■ TASK PROMPT:
Type out the data exactly as given. Skip any image.

■ AVAILABLE RECORDS:
— start —

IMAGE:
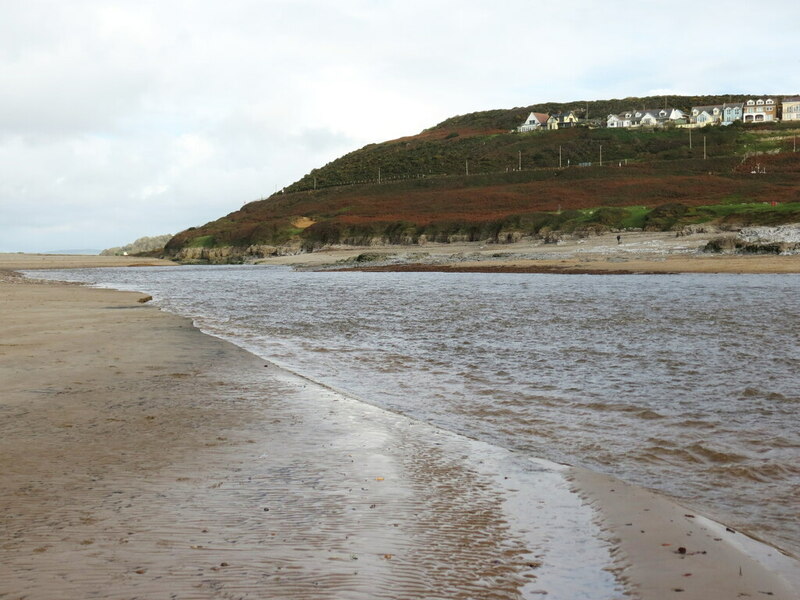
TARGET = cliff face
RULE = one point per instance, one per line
(468, 179)
(232, 254)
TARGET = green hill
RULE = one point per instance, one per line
(472, 178)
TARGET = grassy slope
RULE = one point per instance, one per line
(424, 189)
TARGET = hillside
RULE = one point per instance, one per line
(471, 178)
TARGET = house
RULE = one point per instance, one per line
(760, 110)
(716, 114)
(791, 109)
(732, 112)
(533, 122)
(707, 115)
(646, 117)
(621, 120)
(562, 120)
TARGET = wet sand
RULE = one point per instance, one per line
(142, 458)
(642, 252)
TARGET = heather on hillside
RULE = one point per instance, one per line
(472, 178)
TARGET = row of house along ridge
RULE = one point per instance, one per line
(754, 110)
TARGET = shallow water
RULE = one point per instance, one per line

— end —

■ COMPLETE RESPONSE:
IMAGE:
TARGET = cliff face
RULE = one point per instance, one per line
(468, 179)
(232, 254)
TARGET = green hill
RULE = one point per instance, one per line
(472, 178)
TARGET = grassy slope
RULE = one point per instance, one per line
(424, 189)
TARGET = hillside
RULE = one point per instance, one per line
(471, 178)
TARGET = house
RULE = one point per instance, one per line
(760, 110)
(716, 114)
(791, 109)
(732, 112)
(533, 122)
(707, 115)
(646, 117)
(621, 120)
(562, 120)
TARGET = wet sand
RULE = one point per instance, one per line
(142, 458)
(642, 252)
TARGET = heather on hillside
RULE = one point per instance, one per line
(472, 178)
TARGET = row of house along ridge
RULE = one point per instance, one per line
(754, 110)
TARGET = shallow water
RULE = one point per instance, one per line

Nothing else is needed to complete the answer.